_YOUR TASKS_.
1. In the passage on Berlin's rain and waste water, how many pumping stations move the collected waste water to the sewage plants?
2. Write the next part of the passage on Berlin's rain and waste water management, picking up after its final sentence.

_PROVIDED PASSAGE_.
Management of Rain and Waste Water 2005
In Berlin, precipitation and waste water from private households, public institutions, industry and trade, as well as run-off from public road areas generate large quantities of rain and waste water. These need to be piped away and treated, if appropriate. In 2005, the local sewage plants treated some 640,000 cu. m of waste water from private households, trade, industry and public institutions, as well as rainwater from Berlin and its suburban area every day. This quantity is equivalent to a little over 8 cu. m./sec., or one third of the Spree river run-off, given medium water flow. The amount of waste water generated in Berlin would be sufficient to fill the Grosser Wannsee lake within a week.
Waste waters are carried in a sewerage network with a total length of 9,360 km with 233,000 service lines. The sewerage network is operated by the Berliner Wasserbetriebe (Berlin Water Works). It was implemented in two different systems, the combined and the separate sewerage systems, and consists of a total of 4,178 km of waste water drains, 1,894 km of combined water drains, 3,166 km of rainwater drains and numerous special structures, such as rainwater overflows, rainwater retention basins and culverts. Waste water collected there is pumped to the sewage plants by 145 pumping stations, through a network of 1,120 km of pressurised sewage pipes.

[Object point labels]

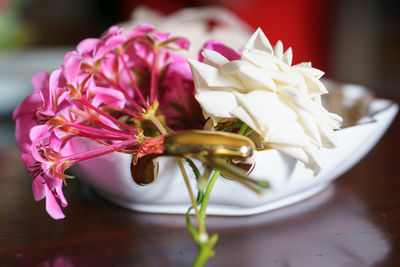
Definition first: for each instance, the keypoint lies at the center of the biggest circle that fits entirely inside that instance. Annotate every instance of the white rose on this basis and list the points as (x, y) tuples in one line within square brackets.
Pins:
[(194, 24), (280, 102)]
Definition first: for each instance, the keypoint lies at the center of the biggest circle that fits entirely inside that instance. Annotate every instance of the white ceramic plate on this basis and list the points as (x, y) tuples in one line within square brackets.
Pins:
[(291, 181)]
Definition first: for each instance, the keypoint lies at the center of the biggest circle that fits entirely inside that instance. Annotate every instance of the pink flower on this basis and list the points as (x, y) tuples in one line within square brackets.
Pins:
[(104, 92)]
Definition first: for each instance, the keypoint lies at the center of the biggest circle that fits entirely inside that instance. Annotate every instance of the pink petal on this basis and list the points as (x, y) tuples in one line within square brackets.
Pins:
[(49, 100), (29, 106), (72, 65), (109, 97), (39, 132), (39, 188), (182, 43), (87, 46), (161, 36), (40, 80)]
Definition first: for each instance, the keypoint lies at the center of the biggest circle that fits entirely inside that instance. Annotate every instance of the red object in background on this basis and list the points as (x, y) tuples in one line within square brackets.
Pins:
[(304, 25)]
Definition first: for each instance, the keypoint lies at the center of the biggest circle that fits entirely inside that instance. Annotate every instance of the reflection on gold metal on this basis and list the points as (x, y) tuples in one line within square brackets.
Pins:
[(208, 143), (145, 170)]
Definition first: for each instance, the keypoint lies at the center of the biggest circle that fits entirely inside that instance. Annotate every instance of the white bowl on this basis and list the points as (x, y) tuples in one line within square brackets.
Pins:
[(290, 181)]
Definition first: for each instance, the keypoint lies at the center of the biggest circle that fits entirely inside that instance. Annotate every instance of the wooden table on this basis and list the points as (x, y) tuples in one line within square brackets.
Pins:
[(355, 222)]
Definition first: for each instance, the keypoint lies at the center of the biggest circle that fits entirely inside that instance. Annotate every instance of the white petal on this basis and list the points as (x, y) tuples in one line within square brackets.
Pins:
[(206, 76), (268, 111), (316, 73), (259, 41), (288, 56), (260, 59), (252, 77)]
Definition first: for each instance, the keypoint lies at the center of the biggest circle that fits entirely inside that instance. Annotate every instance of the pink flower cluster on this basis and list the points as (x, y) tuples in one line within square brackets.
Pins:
[(108, 91)]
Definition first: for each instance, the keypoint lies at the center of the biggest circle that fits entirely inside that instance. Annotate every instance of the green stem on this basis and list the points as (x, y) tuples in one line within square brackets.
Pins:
[(189, 188), (206, 251)]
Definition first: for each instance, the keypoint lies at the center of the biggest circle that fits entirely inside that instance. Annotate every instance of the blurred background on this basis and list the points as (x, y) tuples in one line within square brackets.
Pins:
[(354, 41)]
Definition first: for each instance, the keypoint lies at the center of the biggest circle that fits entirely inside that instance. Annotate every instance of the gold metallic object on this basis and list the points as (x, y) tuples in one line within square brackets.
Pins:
[(212, 148)]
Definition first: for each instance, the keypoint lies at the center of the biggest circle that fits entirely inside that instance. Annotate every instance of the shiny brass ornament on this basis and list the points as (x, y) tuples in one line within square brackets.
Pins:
[(212, 148)]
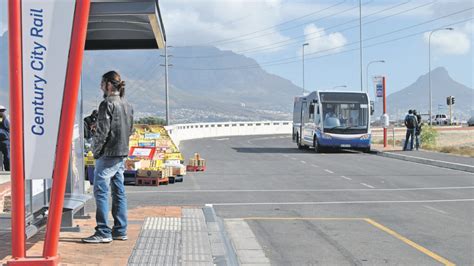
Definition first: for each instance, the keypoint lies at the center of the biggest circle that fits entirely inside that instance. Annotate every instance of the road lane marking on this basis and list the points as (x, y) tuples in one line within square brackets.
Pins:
[(338, 202), (305, 218), (369, 221), (367, 185), (435, 209), (295, 190), (433, 160), (410, 243)]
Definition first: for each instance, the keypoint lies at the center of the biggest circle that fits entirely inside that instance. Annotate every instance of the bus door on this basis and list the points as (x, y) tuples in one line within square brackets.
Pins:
[(302, 119)]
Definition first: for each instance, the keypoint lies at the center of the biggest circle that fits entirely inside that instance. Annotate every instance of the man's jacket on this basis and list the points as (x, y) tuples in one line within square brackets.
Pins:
[(114, 127), (5, 129)]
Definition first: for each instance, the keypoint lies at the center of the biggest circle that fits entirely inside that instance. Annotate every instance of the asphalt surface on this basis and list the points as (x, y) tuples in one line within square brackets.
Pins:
[(339, 208)]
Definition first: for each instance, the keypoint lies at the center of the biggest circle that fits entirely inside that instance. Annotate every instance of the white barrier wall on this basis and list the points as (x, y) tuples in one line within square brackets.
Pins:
[(208, 130)]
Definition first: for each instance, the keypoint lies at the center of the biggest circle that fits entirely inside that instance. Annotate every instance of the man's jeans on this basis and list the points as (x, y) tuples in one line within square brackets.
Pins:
[(109, 170), (5, 149), (410, 135)]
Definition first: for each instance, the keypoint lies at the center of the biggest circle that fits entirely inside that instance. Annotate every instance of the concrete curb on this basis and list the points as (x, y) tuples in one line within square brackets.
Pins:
[(443, 164)]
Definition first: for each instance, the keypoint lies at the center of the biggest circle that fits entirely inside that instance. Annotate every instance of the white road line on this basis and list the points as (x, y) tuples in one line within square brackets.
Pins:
[(367, 185), (433, 160), (434, 209), (296, 190), (339, 202)]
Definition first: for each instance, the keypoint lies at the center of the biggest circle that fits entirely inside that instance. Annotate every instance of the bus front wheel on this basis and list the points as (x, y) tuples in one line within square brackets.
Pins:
[(316, 146)]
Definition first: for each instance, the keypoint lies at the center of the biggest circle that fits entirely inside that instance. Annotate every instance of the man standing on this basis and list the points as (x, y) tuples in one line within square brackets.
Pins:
[(411, 124), (418, 129), (110, 148), (5, 138)]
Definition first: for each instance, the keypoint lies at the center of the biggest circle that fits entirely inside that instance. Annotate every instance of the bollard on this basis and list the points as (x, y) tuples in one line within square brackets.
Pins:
[(393, 135)]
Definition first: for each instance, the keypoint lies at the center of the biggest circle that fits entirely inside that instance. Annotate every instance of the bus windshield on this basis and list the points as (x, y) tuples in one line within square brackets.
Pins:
[(347, 116)]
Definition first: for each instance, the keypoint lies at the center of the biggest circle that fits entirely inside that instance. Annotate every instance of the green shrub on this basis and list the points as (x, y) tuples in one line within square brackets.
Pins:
[(428, 136)]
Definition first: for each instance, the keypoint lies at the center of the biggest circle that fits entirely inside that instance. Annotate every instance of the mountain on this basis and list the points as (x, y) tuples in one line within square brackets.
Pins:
[(416, 96), (201, 91), (195, 95)]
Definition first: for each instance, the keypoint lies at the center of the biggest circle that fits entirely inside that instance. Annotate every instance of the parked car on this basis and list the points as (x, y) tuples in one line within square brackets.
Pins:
[(470, 122), (441, 119)]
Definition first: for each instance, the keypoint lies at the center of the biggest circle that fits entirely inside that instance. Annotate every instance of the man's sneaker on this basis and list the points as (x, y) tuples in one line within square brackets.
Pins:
[(123, 238), (97, 239)]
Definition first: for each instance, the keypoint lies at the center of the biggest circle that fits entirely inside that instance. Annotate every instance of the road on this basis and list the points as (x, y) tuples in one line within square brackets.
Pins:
[(340, 208)]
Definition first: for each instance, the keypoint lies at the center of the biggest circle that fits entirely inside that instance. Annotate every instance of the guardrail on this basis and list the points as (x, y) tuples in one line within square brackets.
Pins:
[(181, 132)]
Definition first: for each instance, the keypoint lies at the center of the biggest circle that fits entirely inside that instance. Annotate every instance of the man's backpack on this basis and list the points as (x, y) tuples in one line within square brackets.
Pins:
[(4, 132), (410, 121)]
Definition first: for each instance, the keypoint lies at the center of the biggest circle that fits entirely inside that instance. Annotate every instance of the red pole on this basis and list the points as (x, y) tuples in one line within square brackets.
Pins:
[(63, 149), (384, 112), (16, 136)]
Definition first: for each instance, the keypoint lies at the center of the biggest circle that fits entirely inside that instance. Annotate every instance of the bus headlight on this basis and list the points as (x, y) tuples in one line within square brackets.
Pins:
[(326, 136)]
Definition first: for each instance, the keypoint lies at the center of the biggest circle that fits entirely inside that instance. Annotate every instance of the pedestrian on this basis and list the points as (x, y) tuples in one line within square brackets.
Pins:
[(90, 123), (418, 129), (5, 138), (110, 148), (411, 124)]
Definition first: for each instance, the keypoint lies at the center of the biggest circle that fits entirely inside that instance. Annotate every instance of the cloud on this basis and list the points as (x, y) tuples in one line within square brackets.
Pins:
[(456, 42), (321, 41), (3, 16), (443, 8)]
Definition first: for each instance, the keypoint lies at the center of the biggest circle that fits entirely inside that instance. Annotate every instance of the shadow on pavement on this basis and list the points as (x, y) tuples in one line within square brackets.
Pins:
[(287, 150), (269, 150)]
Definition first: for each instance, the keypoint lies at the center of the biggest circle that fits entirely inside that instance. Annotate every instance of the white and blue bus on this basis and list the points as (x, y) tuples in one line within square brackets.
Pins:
[(332, 120)]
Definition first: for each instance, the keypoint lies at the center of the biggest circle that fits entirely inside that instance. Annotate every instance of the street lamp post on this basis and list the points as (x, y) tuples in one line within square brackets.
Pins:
[(429, 69), (371, 62), (305, 44), (340, 86)]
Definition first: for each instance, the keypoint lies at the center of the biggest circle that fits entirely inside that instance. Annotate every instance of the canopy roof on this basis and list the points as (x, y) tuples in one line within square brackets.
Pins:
[(125, 24)]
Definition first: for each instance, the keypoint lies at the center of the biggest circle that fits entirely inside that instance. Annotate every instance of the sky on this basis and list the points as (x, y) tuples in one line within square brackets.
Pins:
[(273, 31)]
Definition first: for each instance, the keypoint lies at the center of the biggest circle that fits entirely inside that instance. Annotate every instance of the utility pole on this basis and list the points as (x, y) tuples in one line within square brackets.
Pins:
[(429, 71), (305, 44), (360, 48), (166, 65)]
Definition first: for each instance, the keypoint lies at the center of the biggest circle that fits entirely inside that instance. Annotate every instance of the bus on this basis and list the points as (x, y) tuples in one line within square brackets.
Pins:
[(332, 120)]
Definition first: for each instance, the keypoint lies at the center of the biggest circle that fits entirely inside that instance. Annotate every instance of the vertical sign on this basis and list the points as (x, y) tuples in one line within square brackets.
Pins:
[(46, 37), (378, 82)]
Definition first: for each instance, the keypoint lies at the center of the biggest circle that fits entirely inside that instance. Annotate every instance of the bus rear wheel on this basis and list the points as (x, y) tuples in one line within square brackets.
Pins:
[(298, 142), (316, 146)]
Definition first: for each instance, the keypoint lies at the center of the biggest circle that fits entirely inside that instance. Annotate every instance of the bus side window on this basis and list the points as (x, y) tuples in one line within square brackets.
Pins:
[(311, 111)]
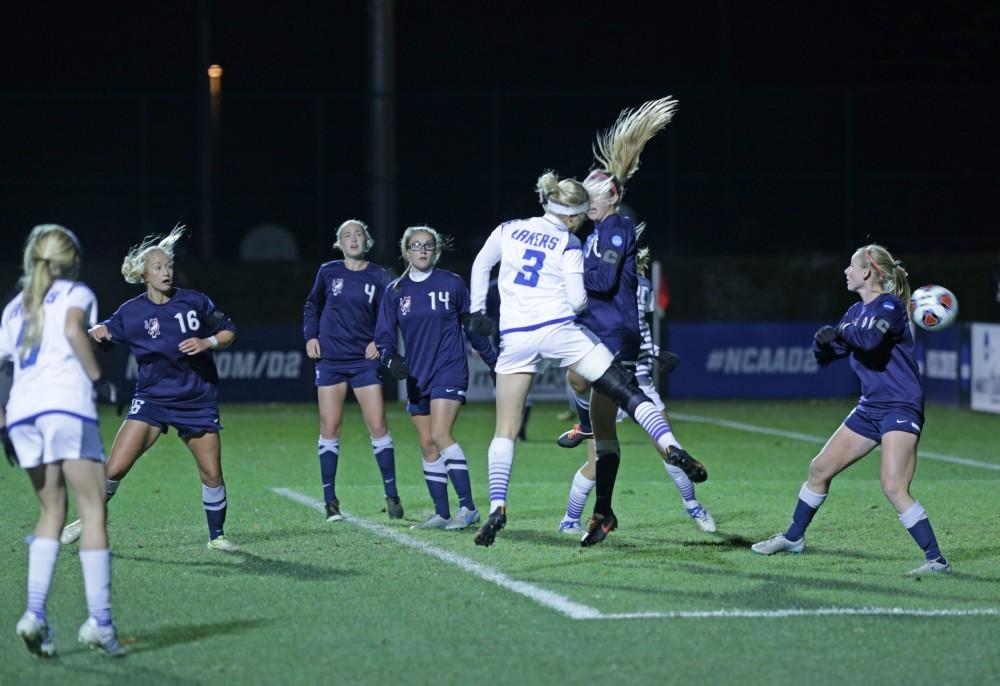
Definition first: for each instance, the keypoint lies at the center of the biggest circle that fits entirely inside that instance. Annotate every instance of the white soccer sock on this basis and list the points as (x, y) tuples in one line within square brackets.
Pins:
[(42, 556), (97, 583), (501, 460)]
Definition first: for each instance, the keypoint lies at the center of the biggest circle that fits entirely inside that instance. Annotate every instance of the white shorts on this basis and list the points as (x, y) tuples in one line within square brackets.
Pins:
[(54, 437), (525, 351)]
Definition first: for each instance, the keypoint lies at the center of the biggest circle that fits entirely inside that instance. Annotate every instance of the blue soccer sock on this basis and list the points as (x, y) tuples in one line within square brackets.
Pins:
[(916, 522), (608, 459), (578, 493), (42, 556), (214, 499), (436, 477), (501, 461), (385, 456), (805, 508), (458, 472), (329, 453), (582, 403)]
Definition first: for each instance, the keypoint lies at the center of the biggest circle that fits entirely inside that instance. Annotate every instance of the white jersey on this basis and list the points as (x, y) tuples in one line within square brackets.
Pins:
[(541, 274), (49, 377)]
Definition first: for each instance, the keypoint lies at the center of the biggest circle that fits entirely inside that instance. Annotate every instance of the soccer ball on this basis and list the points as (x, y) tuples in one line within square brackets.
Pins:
[(933, 308)]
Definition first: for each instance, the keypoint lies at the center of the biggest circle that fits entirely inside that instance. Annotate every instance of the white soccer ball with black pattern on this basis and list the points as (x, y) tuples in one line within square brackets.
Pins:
[(933, 308)]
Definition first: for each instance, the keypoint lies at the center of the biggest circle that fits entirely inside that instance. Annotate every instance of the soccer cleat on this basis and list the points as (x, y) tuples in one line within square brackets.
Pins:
[(598, 529), (71, 532), (463, 519), (574, 437), (435, 521), (938, 566), (779, 544), (393, 507), (103, 637), (494, 524), (36, 635), (679, 457), (701, 517), (333, 511), (221, 543), (570, 526)]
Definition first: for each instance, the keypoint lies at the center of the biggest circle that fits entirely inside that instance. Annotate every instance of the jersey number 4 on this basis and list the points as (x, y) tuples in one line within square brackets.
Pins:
[(528, 276)]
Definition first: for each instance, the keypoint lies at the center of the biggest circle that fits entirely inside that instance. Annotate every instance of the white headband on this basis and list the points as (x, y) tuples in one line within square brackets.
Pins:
[(566, 209)]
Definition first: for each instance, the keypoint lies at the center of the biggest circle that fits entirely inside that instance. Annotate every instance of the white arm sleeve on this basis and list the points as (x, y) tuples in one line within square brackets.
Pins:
[(488, 256), (576, 294)]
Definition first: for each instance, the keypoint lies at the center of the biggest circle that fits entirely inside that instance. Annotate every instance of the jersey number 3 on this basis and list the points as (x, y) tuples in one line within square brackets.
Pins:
[(528, 276)]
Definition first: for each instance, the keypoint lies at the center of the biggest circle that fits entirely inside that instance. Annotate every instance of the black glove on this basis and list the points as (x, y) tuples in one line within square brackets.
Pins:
[(8, 447), (108, 393), (396, 364), (826, 335), (668, 360), (479, 324)]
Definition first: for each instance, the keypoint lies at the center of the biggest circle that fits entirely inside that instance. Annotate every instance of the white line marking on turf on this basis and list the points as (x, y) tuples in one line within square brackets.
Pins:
[(809, 438), (574, 610), (549, 599)]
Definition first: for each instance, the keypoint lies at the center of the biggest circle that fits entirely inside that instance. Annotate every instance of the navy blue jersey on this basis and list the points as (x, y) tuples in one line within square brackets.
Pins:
[(153, 333), (428, 315), (609, 275), (342, 308), (878, 338)]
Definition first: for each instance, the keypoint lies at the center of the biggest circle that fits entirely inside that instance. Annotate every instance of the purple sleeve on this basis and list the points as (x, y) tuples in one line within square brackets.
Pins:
[(313, 307), (888, 322)]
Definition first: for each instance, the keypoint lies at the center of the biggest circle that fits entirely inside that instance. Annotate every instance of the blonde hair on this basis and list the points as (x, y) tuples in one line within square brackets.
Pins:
[(50, 252), (888, 270), (134, 264), (642, 255), (369, 241), (617, 150), (569, 192)]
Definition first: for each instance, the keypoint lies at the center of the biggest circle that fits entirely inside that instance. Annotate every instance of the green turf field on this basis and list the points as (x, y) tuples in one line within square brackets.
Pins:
[(369, 601)]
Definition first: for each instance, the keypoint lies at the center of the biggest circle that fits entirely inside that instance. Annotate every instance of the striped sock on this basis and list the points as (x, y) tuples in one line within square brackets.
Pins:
[(436, 477), (458, 472), (578, 493), (582, 403), (214, 499), (385, 456), (42, 556), (681, 480), (649, 418), (501, 460), (329, 453), (97, 583)]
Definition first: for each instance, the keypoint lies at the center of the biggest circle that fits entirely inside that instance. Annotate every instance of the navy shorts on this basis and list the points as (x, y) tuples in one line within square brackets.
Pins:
[(875, 423), (357, 374), (189, 421), (421, 405)]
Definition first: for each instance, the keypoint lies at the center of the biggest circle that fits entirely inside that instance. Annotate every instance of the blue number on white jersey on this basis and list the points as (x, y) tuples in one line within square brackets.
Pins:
[(528, 276)]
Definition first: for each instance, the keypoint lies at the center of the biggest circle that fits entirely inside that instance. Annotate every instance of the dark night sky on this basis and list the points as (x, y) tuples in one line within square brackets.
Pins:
[(844, 119)]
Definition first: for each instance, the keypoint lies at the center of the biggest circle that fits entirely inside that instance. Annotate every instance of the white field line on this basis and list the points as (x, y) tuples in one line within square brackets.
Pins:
[(574, 610), (810, 438)]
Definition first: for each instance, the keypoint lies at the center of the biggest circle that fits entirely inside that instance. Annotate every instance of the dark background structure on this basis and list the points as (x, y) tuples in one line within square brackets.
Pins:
[(804, 130)]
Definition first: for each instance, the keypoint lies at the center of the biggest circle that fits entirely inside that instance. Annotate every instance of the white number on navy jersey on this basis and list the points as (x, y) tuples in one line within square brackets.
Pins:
[(192, 318), (439, 297)]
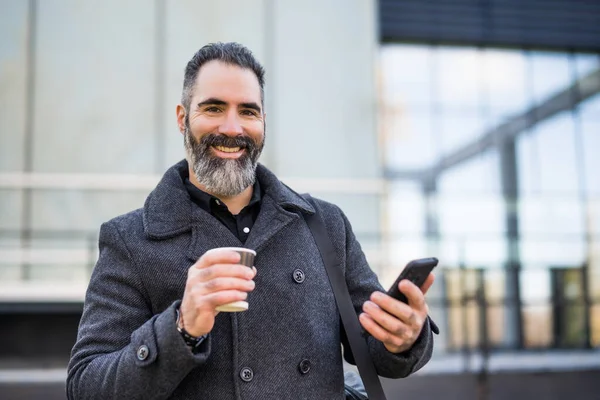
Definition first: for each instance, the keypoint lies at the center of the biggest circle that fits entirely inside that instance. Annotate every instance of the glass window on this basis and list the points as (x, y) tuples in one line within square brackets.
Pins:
[(410, 139), (586, 63), (458, 129), (406, 77), (589, 110), (550, 74), (13, 73), (505, 78), (458, 78)]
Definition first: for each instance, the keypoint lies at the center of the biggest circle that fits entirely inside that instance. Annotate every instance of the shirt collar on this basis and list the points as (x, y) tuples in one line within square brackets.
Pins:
[(207, 201)]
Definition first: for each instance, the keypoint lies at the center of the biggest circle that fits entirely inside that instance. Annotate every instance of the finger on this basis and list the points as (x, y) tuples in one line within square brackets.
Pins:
[(216, 299), (415, 297), (220, 270), (378, 332), (217, 256), (394, 307), (223, 284), (428, 282), (389, 322)]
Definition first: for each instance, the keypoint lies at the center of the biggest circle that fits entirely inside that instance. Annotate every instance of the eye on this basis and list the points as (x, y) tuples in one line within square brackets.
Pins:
[(249, 112)]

_ANSWER LIST_.
1. 145 pumping stations.

2.
Berlin’s combined sewage canal system was built In 1873 according to a design by James Hobrecht, to drain Berlin as it was then. However, towns and communities surrounding Berlin, which retained their independence until 1920, mainly built systems based on separate drainage. After their incorporation into Berlin, their facilities were amalgamated into the present system. Drainage areas are oriented towards river courses and shipping canals, and also in accordance with the different terrain heights. The boundaries of drainage areas do not follow the borders of Berlin’s boroughs. Some three quarters of Berlin’s drained areas are operated under the separate system, and the remaining quarter under the combined system.
The Separate System
In a system of separated drainage, waste water and rainwater are handled by two different systems. Waste water drains carry household, commercail and industrial waste water to the pumping stations. From there, pressurised pipes are used to take it to the Ruhleben, Münchehofe, Schönerlinde, Wassmannsdorf, Wansdorf, and Stahnsdorf sewage treatment plants. After treatment, sewage plants discharge purified water into Berlin’s bodies of water. Two other sewage treatment plants – at Marienfelde and Adlershof – were decommissioned as of 1990, and the Falkenberg facility was closed in 2003.
Rainwater drains collect precipitation from impervious surfaces, cooling water from factories, and water from drainage ditches. This is carried directly to the larger or smaller surface waters. In some cases, very considerable areas of the city drain into very small receiving water bodies. Altogether, some 37 million cu. m. of rainwater per year are drained into water bodies by the separate sewerage system. To clean these quantities, rainwater basins and retention soil filters operate at the main discharge points. Thirty facilities for rainwater treatment had been commissioned as of December 2005.
There are some areas on the boundaries of the inner city which originally operated a combined sewerage system, but later received a rainwater drainage system (a modified combined sewerage system). There, the rainwater is drained into the rain sewage overflow drains of the combined sewerage system.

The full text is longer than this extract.